[EXTRACTED INFORMATION]
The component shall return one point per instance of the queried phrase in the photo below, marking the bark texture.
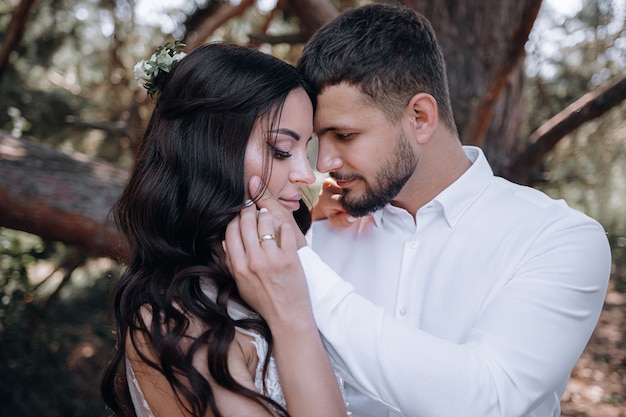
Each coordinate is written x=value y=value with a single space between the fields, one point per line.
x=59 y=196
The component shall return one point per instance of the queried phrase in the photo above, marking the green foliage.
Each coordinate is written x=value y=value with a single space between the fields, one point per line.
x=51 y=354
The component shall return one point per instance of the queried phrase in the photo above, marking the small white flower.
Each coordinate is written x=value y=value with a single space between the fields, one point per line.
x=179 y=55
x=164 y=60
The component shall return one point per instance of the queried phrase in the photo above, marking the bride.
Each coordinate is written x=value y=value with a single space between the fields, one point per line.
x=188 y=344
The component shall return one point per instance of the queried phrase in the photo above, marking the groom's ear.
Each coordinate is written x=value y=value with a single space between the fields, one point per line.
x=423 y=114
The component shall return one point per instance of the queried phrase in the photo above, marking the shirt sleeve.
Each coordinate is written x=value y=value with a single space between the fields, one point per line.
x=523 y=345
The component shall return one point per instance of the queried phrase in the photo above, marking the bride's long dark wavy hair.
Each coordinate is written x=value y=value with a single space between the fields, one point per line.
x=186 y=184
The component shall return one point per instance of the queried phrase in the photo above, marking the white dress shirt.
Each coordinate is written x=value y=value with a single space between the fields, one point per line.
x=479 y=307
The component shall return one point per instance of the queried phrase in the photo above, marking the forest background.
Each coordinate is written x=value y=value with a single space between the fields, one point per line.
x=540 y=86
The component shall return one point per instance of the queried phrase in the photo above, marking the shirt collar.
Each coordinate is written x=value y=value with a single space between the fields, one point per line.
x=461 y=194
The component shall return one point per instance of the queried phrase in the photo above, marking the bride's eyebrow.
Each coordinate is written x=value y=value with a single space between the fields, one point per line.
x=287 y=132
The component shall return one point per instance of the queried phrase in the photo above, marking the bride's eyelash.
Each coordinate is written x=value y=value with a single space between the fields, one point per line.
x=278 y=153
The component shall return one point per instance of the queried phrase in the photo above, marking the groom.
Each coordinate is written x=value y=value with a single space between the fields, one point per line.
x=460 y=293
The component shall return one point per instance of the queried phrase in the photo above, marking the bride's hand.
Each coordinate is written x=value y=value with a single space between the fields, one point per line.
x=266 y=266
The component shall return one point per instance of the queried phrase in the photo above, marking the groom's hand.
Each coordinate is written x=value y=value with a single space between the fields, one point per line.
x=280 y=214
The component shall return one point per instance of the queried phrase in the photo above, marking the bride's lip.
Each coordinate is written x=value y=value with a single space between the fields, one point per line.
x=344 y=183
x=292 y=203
==
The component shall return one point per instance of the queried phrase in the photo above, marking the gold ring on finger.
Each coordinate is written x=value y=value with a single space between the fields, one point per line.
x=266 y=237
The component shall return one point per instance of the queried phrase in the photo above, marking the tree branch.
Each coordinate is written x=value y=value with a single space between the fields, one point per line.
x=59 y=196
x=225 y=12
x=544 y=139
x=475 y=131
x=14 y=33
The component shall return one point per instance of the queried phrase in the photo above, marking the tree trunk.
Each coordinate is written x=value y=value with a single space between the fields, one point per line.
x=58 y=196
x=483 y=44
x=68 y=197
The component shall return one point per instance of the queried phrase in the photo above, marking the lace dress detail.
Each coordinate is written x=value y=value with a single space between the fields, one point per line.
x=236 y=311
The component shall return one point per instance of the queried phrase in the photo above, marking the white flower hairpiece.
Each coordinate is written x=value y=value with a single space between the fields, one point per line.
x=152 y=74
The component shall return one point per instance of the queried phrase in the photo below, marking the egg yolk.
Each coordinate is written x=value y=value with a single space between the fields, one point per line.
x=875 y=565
==
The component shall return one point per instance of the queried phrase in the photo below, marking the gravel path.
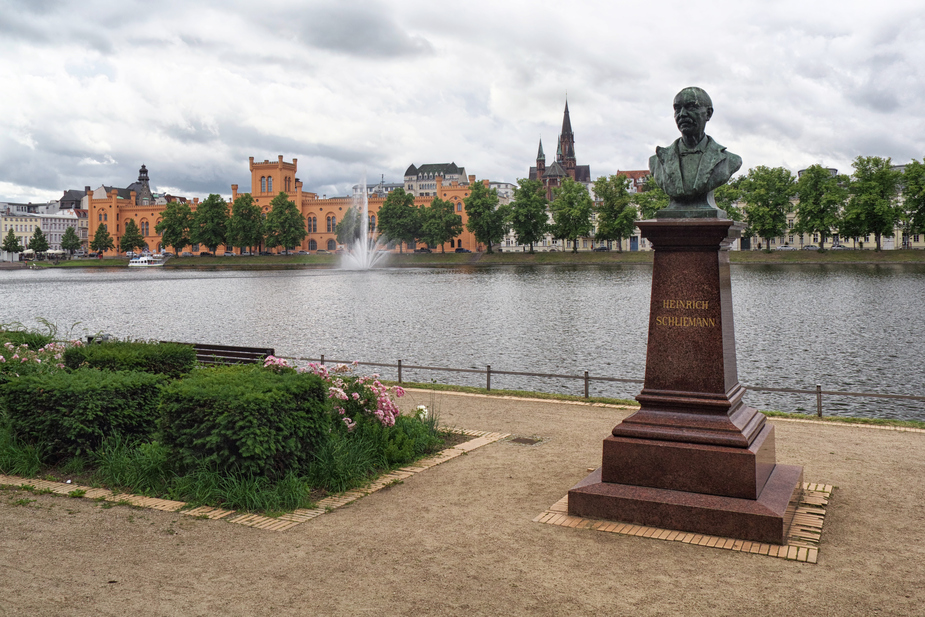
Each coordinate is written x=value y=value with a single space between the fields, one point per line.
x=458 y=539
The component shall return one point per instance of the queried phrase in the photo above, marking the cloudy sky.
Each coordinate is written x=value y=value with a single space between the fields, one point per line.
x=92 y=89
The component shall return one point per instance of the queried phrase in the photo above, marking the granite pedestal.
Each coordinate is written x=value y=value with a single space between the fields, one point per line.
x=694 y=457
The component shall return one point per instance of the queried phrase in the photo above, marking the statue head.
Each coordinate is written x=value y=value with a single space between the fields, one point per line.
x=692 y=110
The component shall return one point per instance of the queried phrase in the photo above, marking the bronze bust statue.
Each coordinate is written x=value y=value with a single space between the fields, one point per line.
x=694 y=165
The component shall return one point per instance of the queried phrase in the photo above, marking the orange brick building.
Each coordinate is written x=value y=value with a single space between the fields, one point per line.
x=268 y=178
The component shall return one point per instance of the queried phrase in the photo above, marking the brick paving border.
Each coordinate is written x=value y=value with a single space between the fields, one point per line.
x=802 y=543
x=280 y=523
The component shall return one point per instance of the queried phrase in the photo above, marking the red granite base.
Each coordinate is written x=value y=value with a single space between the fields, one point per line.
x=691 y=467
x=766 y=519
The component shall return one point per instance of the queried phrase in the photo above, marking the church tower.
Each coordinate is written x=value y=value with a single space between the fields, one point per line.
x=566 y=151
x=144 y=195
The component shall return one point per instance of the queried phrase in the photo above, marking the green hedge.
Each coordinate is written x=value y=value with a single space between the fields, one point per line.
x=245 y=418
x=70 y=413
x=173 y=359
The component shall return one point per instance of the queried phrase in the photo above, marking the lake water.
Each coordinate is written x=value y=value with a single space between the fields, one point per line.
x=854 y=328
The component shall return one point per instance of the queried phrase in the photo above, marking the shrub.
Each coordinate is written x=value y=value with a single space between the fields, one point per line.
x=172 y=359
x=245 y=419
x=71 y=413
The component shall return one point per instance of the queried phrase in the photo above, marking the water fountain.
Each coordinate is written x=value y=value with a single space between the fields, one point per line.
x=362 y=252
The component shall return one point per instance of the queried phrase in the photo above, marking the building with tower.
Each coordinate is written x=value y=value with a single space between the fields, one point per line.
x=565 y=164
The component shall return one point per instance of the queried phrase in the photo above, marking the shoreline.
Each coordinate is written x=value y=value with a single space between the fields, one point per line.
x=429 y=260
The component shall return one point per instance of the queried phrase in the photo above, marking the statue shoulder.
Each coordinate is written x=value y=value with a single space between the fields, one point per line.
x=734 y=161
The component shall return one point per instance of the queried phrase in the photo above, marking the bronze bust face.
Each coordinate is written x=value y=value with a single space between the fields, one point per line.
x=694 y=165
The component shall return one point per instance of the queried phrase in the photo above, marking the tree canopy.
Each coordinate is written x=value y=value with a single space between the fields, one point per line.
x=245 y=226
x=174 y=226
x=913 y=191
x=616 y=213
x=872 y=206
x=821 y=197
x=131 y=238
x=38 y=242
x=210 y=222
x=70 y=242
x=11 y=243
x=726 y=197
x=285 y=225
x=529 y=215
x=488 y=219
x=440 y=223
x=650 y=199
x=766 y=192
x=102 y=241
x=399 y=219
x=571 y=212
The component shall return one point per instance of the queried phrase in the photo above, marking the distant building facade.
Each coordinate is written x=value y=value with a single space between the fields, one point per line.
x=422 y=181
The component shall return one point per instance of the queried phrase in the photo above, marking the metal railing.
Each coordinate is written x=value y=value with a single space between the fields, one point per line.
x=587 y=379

[WHAT TO DO] Set aside each line above that includes the string "water" and report it.

[RESULT FOR THIS EXERCISE]
The component shall return one point per instance of the queried phrase in the photo above, marking the lake water.
The component shall return one point per instance of the queried phrase in the photo above, marking the water fountain.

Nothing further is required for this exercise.